→ **TASK MATERIAL**:
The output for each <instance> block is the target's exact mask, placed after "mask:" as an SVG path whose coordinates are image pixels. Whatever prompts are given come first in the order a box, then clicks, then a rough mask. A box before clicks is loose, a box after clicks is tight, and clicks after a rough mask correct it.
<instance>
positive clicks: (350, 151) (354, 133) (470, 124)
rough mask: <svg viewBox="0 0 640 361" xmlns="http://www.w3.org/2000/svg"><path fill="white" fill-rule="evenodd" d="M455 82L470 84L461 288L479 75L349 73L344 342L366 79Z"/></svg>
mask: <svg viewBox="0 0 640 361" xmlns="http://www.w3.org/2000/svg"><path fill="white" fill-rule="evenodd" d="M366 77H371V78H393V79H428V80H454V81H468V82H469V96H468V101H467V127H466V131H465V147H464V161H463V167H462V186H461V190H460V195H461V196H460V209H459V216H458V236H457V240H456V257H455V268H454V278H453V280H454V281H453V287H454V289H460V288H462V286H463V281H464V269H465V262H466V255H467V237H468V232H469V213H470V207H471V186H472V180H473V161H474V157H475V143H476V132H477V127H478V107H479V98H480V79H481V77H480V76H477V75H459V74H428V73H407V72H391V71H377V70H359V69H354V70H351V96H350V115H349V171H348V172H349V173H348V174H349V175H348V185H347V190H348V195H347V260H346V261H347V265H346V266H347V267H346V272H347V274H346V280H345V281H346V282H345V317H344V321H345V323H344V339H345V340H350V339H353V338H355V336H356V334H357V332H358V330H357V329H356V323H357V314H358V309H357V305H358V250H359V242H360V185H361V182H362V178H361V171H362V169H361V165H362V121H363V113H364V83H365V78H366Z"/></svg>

→ **WHAT THIS TASK INVOLVES**:
Quote the records from their first line to the line with "positive clicks: (350, 151)", inclusive, without adding or dropping anything.

→ **TASK OUTPUT**:
The output for each <instance> block is the target's exact mask, placed after "mask:" as an SVG path whose coordinates are image pixels. Whatever prompts are given come first in the order a box, then clicks, then a rough mask. A box before clicks is loose, a box after clicks is tight, and clicks after a rough mask correct it.
<instance>
positive clicks: (350, 151) (354, 133) (470, 124)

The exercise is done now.